— begin —

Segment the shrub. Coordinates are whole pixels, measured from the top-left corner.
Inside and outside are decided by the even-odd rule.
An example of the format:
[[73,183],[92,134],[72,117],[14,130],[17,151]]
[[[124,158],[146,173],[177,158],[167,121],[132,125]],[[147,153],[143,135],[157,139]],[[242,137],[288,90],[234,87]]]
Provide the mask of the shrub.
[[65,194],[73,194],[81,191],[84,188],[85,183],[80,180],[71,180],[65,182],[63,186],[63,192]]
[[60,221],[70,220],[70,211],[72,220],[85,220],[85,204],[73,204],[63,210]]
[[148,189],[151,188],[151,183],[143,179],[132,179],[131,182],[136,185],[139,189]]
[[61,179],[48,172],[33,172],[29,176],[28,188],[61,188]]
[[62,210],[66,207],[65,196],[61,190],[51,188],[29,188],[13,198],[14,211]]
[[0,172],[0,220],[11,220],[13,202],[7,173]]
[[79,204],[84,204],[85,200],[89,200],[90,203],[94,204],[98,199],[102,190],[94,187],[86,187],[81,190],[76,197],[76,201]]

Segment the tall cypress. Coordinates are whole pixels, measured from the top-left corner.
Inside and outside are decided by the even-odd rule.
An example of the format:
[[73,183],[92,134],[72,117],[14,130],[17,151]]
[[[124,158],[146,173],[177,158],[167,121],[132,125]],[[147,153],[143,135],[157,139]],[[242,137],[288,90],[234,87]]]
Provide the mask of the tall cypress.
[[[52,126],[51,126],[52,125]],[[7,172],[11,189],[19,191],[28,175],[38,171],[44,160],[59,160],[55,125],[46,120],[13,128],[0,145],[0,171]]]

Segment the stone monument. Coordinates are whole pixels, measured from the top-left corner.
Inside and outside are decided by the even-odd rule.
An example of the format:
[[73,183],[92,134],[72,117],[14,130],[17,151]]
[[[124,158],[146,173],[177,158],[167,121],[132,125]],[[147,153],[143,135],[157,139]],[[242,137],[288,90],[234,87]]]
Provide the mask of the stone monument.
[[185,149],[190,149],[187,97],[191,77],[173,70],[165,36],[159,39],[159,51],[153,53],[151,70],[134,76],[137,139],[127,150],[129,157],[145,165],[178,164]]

— end —

*Aim of the exercise*.
Give back each line above precisely as it stands.

*Written answer*.
Segment the shrub. Coordinates are whole pixels, measured from the top-left corner.
Inside and outside are decided by the even-odd rule.
An example of the format:
[[73,183],[92,134],[72,117],[14,130],[17,151]]
[[[124,158],[146,173],[177,158],[167,121],[132,125]],[[147,153],[143,135],[157,139]],[[242,137],[288,90],[234,87]]]
Provide the mask of the shrub.
[[65,194],[73,194],[81,191],[84,188],[85,183],[80,180],[71,180],[65,182],[63,186],[63,192]]
[[60,221],[70,220],[70,211],[72,220],[85,220],[85,204],[73,204],[63,210]]
[[148,189],[151,188],[151,183],[143,179],[132,179],[131,182],[136,185],[139,189]]
[[61,179],[48,172],[33,172],[29,176],[28,188],[61,188]]
[[62,210],[66,207],[65,196],[61,190],[51,188],[29,188],[13,198],[14,211]]
[[0,172],[0,220],[11,220],[13,202],[7,173]]
[[79,204],[84,204],[85,200],[89,200],[90,203],[94,204],[98,199],[102,190],[94,187],[86,187],[81,190],[76,197],[76,201]]

Segment the tall cypress. Coordinates are whole pixels, measured from the top-left corner.
Inside and outside are decided by the even-odd rule.
An example of the format:
[[73,183],[92,134],[72,117],[14,130],[17,151]]
[[[124,158],[146,173],[177,158],[167,121],[132,125]],[[147,153],[143,135],[157,139]],[[242,137],[288,90],[234,87]]]
Provide the mask of the tall cypress.
[[[52,126],[51,126],[52,125]],[[7,172],[11,189],[19,191],[28,175],[38,171],[44,160],[59,160],[55,125],[46,120],[13,128],[0,145],[0,171]]]

Segment the stone monument. Coordinates are whole pixels, measured from the top-left corner.
Inside and outside are decided by the even-odd rule.
An example of the format:
[[73,183],[92,134],[72,117],[14,130],[17,151]]
[[[124,158],[146,173],[177,158],[167,121],[132,125]],[[147,153],[143,135],[157,139]],[[242,137],[288,90],[234,87]]]
Provide the mask of the stone monument.
[[185,149],[190,149],[187,97],[191,77],[173,70],[165,36],[159,39],[159,51],[153,53],[151,70],[134,76],[137,139],[127,150],[129,157],[145,165],[178,164]]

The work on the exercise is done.